*Problem*: Skip any image you find and restate the rest of the data word for word.

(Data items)

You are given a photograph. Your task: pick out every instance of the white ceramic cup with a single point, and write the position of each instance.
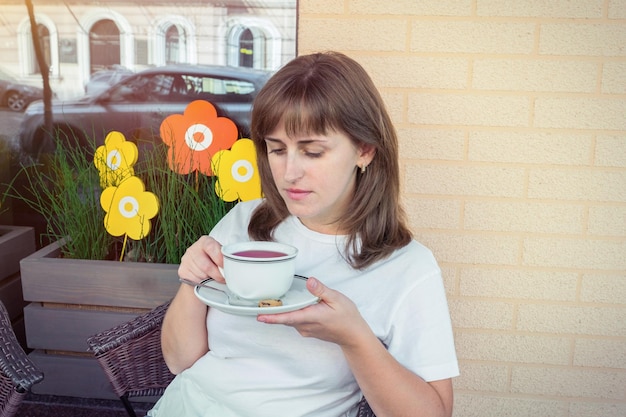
(259, 270)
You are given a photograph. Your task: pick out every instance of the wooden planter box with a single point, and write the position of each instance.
(16, 242)
(72, 299)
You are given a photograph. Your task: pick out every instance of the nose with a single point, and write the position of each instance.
(293, 168)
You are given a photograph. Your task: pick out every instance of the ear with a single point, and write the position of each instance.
(366, 154)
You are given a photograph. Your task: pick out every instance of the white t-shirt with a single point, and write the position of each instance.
(264, 370)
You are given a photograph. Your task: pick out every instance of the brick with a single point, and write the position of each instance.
(607, 220)
(523, 217)
(474, 314)
(439, 144)
(406, 71)
(560, 382)
(321, 7)
(483, 405)
(520, 284)
(535, 75)
(609, 288)
(577, 320)
(540, 8)
(586, 39)
(530, 148)
(473, 249)
(449, 279)
(472, 37)
(610, 150)
(482, 377)
(617, 10)
(352, 35)
(614, 78)
(578, 185)
(412, 8)
(433, 213)
(580, 113)
(580, 409)
(464, 180)
(468, 110)
(600, 353)
(509, 348)
(575, 253)
(394, 102)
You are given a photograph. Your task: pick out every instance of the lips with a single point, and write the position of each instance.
(297, 194)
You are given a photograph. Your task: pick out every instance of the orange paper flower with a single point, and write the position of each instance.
(194, 136)
(237, 172)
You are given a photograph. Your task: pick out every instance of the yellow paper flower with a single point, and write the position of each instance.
(237, 172)
(129, 209)
(115, 159)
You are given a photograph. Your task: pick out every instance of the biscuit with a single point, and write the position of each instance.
(270, 303)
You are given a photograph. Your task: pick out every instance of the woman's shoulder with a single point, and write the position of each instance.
(414, 259)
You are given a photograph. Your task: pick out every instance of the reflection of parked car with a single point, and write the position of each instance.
(137, 106)
(17, 96)
(101, 80)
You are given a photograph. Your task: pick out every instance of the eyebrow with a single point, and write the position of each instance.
(300, 142)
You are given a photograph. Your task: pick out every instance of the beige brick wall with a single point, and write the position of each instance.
(512, 123)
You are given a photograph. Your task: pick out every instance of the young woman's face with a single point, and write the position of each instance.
(315, 175)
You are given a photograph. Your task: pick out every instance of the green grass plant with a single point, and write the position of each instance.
(64, 187)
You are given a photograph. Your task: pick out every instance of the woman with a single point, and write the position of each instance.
(328, 160)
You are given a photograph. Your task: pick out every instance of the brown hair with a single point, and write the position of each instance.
(330, 91)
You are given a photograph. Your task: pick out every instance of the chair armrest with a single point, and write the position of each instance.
(117, 336)
(130, 355)
(14, 363)
(364, 409)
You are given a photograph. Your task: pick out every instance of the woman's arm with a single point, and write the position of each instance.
(390, 388)
(184, 337)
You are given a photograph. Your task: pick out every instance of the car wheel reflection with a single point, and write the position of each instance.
(15, 101)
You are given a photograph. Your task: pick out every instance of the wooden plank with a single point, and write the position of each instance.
(11, 296)
(16, 242)
(71, 376)
(108, 283)
(67, 329)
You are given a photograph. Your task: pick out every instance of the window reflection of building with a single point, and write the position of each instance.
(95, 37)
(173, 41)
(47, 32)
(104, 45)
(253, 42)
(172, 49)
(44, 36)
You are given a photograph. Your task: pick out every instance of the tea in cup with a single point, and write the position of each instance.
(259, 270)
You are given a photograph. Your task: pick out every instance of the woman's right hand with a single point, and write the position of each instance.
(184, 337)
(202, 260)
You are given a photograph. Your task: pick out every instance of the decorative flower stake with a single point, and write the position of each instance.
(194, 136)
(237, 172)
(115, 159)
(129, 209)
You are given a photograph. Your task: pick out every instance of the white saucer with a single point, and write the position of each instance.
(296, 298)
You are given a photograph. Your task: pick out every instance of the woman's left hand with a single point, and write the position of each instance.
(334, 319)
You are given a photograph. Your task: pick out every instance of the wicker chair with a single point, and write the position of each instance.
(18, 372)
(131, 357)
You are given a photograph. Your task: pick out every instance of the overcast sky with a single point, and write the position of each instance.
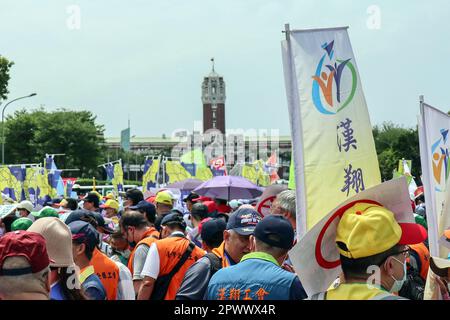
(147, 58)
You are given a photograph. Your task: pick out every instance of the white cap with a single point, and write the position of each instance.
(27, 205)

*Task output*:
You are given a photograph. Your task: pick out every instance of the white ceramic cup with a single point, and write the position of each instance.
(259, 270)
You are given a photograph. Your task: pick out every instance of the wooden planter box with a single point, and write the position of each instance.
(16, 242)
(72, 299)
You are given a photograph. Your task: pick out every instance of the nose with a single point, and write the position of each instance.
(293, 168)
You are given a photograph. Your task: pick out every instance of the ear with a single point, and write the position of each instance.
(366, 154)
You are given a photograph. Your task: pick out every instance of the white t-shirt with a single point, and write the position of each instance.
(264, 370)
You are given a photograph. Your task: pick out every instance of the brick with a single point, and write the position of each instance.
(607, 220)
(523, 217)
(474, 314)
(439, 144)
(406, 71)
(560, 382)
(321, 7)
(483, 405)
(520, 284)
(535, 75)
(609, 288)
(577, 320)
(540, 8)
(586, 39)
(530, 148)
(473, 249)
(449, 279)
(472, 37)
(610, 150)
(482, 377)
(617, 10)
(352, 35)
(614, 78)
(578, 185)
(412, 8)
(433, 213)
(580, 113)
(580, 409)
(464, 180)
(468, 110)
(600, 353)
(509, 348)
(575, 253)
(394, 102)
You are given a photograph. Your task: pick out every instance of the lips with a single point, and write the position of each instance.
(297, 194)
You are given a photograph. Your task: pick out every instance of the orange paper flower with a single point, and write the position of each instance.
(194, 136)
(237, 172)
You are given a photograph. Your task: pick out every instance of the yellow paper flower with a single point, and write the position of each instance.
(237, 172)
(129, 209)
(115, 159)
You are given a photograph. Your task: pick out every instance of the biscuit with a single point, and write the position of each instance.
(270, 303)
You are given a photograph. Your task: pick out every instance of the woman's shoulder with a single point, and write the position of each instance.
(414, 259)
You are given a photograph. Your task: pick out every instance of the reflection of parked car with a single point, and write the position of each instance.
(137, 106)
(17, 96)
(101, 80)
You are given a photograph. Your task: pick out every instance of the eyebrow with a single point, and write the position of each instance.
(300, 142)
You are given a photograph. Your task: pick out every instance of the beige brick wall with a single point, and write the position of each instance.
(512, 123)
You are given a photograph. Your task: pick out every instance of the young woman's face with a single point, and write the position of each instance.
(315, 175)
You are given a photograph. Your task: pick out every instance of the green grass plant with a single point, and write the position of each instance.
(64, 187)
You are given a photograph. Your task: pick out every instance of the woman with a single point, and write the position of each instance.
(328, 160)
You are given a photograph. Your task: pick out every instance of the brown hair with a single point, and write the position of each instance.
(330, 91)
You are given a photograph. Your task: pick out every instance of the chair armrest with a single point, and write the position of each instance.
(117, 336)
(130, 355)
(14, 363)
(364, 409)
You are given a photograph. Your task: pick out every instance of the woman's arm with a single point, and write the position of each instance.
(390, 388)
(184, 337)
You are given a photograph. Your task: pick out every instance of the car wheel reflection with a single point, and write the position of each instance.
(15, 101)
You are given a photograph. Your task: pick out every instance of the wooden plank with a single point, and write the position of each instance.
(11, 296)
(16, 242)
(71, 376)
(108, 283)
(67, 329)
You are given a photograph. Your task: pick out every instance of the window reflection of building with a single point, and write the position of each instance.
(95, 37)
(173, 41)
(47, 32)
(104, 45)
(253, 42)
(172, 49)
(44, 36)
You are given a photograph. Your task: pick out every instance of the tea in cup with a single point, and write the position of each instance.
(259, 270)
You are given a photograph. Your task: pick out every instance of the woman's right hand with a single point, and write the position of each instance.
(184, 337)
(202, 260)
You are given a photograph. Your task: pick out every instance of the decorative flower stake with a single point, and write the position of each instance.
(194, 136)
(237, 172)
(115, 159)
(129, 209)
You are given a photograph. Your task: pick out every instance of the white saucer with a single point, and write the position of each instance.
(296, 298)
You are given a photograph. Your task: pick out every instance of the woman's left hand with a single point, and write the position of each instance.
(334, 319)
You are given a photograph. Your task: pick out every instance of the wicker chair with a single point, and write the position of each instance.
(18, 372)
(131, 357)
You are given a photograph. Your task: pick out every instance of the overcast sky with a single point, and write the position of each instance.
(147, 58)
You are given a photograph. Your task: pick out every instance of the white cap with a single point, and write the position of each instance.
(27, 205)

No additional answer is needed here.